-- Provided passage --
This will be the network’s answer or conclusion. In the example below, the
output neuron corresponding to the number 3 is activated the most at an activation
level of .95. The system correctly recognized the digit as a 3. Please note the
ellipses in each column which indicate that the neurons are so numerous that some
of them are not pictured.
These
artificial neurons and the connections between them amount to an artificial
neural network. It is modeled and run inside of a computer. It is kind of like
a videogame in the sense that these structures don’t actually exist in the real
world, but are simulated at high fidelity and speed using a computer. This
rather simple network captures some of the important cognitive mechanisms found
in the human brain. The neural network is considered a form a machine learning,
and when it contains more than three hidden layers, it is referred to as deep
learning. Some modern networks have thousands of hidden layers. Now the amazing
thing about these mathematical neurons is that if you connect a large number of
them up in the right way and choose a good learning rule (a method of updating
its weights), it can learn just about any mathematical expression. After the
network is trained on data, it will capture patterns in the data, becoming one
big mathematical function that can be used for things like classification.
In the
next diagram we see a neural network that is being used to classify produce. It
is using object features (like color, size, and texture) in the first layer to
determine the type of produce (orange, apple, or lettuce) in the hidden layer. Then
these are associated with either the fruit or vegetable classification in the
output layer. The boldness of the lines indicates the strength of the weights.
You can see that red, small, and smooth are all connected strongly to cherry.
This means that whenever all three of these are activated by an input pattern,
cherry will be selected in the hidden layer. You can also see that cherry is
more strongly connected to fruit than vegetable in the output layer. So, by
using only an object’s features this system could tell a fruit from a vegetable.

Referring expression pointing data

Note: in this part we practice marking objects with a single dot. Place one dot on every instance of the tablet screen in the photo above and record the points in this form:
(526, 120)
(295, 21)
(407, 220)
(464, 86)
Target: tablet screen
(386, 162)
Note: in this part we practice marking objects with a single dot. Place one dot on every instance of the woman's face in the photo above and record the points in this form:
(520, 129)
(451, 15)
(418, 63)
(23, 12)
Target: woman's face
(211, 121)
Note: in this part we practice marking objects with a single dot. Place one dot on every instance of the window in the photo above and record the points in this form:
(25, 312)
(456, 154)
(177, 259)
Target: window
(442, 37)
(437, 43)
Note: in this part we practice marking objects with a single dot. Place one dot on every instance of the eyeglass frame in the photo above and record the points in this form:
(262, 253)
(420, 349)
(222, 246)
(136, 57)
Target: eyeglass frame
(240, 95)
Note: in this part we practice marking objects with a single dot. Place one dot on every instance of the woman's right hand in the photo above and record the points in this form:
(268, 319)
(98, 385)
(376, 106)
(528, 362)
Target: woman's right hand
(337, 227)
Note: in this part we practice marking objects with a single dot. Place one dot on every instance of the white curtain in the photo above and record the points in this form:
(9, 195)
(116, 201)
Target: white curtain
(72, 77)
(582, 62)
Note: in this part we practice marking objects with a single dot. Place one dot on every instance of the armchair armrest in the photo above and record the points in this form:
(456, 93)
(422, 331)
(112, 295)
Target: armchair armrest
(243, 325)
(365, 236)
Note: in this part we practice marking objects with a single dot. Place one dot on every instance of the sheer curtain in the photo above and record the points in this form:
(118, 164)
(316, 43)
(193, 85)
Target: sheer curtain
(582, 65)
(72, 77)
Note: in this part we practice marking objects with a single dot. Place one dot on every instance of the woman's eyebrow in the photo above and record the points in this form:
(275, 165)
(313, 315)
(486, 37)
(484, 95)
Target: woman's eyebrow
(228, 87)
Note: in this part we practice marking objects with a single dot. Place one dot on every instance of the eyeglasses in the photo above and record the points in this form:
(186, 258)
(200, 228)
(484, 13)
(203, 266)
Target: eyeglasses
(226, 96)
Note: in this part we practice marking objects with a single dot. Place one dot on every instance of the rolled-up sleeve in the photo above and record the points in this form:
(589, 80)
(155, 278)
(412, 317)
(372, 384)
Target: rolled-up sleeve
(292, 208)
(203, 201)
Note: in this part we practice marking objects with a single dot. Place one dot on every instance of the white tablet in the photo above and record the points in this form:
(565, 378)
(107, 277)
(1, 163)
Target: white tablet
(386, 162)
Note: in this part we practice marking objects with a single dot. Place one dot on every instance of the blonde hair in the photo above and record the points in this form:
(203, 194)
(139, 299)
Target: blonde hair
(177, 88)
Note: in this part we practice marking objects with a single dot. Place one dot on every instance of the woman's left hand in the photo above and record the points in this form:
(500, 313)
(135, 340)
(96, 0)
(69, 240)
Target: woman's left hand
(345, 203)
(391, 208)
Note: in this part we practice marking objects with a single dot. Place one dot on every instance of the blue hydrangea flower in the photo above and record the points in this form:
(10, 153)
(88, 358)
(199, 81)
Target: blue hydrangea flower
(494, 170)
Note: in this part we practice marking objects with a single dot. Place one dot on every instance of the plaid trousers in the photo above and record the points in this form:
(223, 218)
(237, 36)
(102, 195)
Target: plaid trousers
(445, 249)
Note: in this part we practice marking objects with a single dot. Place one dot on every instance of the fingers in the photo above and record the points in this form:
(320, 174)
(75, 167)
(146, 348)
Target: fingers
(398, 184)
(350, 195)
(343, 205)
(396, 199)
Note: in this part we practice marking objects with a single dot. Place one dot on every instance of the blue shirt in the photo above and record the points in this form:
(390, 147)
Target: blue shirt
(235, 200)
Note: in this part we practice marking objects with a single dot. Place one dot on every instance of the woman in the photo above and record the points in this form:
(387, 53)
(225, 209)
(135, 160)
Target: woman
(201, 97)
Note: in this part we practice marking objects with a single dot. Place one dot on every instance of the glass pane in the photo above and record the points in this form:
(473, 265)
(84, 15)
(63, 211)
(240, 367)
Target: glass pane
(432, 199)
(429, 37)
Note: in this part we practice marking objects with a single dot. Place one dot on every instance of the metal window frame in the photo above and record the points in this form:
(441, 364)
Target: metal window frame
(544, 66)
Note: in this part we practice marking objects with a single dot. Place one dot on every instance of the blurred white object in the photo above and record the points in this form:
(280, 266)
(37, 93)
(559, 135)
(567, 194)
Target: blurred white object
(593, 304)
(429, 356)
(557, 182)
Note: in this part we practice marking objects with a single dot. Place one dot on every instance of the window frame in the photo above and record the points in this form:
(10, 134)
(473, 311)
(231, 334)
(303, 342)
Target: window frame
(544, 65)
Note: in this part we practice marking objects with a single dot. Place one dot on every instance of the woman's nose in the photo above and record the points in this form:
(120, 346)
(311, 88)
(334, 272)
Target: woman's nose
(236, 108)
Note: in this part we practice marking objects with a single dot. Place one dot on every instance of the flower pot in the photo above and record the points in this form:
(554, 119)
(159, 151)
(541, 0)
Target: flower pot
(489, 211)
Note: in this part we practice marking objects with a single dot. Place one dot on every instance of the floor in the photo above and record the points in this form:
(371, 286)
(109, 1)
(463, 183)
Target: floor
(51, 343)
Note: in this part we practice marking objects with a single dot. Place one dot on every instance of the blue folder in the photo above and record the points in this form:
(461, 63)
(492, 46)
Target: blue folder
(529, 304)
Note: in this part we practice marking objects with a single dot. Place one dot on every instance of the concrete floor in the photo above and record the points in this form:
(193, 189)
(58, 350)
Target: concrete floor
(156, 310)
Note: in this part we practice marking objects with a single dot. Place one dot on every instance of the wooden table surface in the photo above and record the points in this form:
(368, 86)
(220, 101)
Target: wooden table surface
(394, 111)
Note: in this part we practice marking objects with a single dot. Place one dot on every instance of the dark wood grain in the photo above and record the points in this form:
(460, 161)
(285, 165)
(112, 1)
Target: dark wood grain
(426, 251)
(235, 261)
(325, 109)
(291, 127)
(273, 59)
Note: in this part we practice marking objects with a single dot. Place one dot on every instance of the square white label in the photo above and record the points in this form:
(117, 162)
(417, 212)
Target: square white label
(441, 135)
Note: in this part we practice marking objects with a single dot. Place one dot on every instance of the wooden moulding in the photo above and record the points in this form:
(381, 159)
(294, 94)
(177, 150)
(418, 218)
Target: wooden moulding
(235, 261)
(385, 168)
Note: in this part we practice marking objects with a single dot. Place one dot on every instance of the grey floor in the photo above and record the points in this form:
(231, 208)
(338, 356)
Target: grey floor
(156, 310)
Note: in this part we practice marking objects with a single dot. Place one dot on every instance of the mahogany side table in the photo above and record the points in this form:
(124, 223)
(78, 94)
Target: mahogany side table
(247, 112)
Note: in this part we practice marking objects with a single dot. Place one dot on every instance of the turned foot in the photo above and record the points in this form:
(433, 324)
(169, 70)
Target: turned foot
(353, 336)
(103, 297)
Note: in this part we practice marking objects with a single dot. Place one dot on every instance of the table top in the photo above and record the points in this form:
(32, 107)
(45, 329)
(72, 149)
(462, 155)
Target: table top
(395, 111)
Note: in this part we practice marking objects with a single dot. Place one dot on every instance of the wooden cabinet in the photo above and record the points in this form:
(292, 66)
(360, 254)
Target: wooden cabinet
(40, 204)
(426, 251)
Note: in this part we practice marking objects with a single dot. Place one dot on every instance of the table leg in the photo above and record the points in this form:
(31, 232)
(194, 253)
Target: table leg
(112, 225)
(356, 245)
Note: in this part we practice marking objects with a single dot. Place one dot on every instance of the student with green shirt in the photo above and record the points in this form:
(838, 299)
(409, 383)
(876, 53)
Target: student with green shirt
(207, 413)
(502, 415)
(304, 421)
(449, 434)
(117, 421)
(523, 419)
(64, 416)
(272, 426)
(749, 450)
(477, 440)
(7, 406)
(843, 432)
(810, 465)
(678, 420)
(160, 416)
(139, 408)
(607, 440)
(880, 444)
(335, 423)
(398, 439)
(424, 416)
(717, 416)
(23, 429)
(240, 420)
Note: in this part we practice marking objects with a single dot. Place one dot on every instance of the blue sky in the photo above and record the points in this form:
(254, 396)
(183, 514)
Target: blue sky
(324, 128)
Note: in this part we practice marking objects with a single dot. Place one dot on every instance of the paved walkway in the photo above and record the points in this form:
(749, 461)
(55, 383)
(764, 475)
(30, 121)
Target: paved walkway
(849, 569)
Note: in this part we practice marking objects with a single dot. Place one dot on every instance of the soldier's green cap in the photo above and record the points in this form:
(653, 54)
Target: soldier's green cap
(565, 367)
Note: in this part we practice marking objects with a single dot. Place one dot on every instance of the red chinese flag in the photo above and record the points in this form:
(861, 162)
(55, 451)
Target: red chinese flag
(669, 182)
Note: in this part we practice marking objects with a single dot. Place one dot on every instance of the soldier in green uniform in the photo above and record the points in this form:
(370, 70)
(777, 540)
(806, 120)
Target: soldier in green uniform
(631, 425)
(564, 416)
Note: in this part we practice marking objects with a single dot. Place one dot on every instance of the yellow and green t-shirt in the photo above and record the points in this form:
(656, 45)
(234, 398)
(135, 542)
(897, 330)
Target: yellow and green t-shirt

-- Work task 1 --
Please update everything in the neural network passage from "You can see" down to "from a vegetable.", putting "strawberry" in place of "cherry".
-- Work task 2 --
Translate this sentence from the neural network passage into Spanish: "The boldness of the lines indicates the strength of the weights."
-- Work task 3 --
According to the neural network passage, how many hidden layers must a neural network contain to be called deep learning?

-- Task answer 1 --
You can see that red, small, and smooth are all connected strongly to strawberry.
This means that whenever all three of these are activated by an input pattern,
strawberry will be selected in the hidden layer. You can also see that strawberry is
more strongly connected to fruit than vegetable in the output layer. So, by
using only an object’s features this system could tell a fruit from a vegetable.

-- Task answer 2 --
El grosor de las líneas indica la fuerza de los pesos.

-- Task answer 3 --
More than three.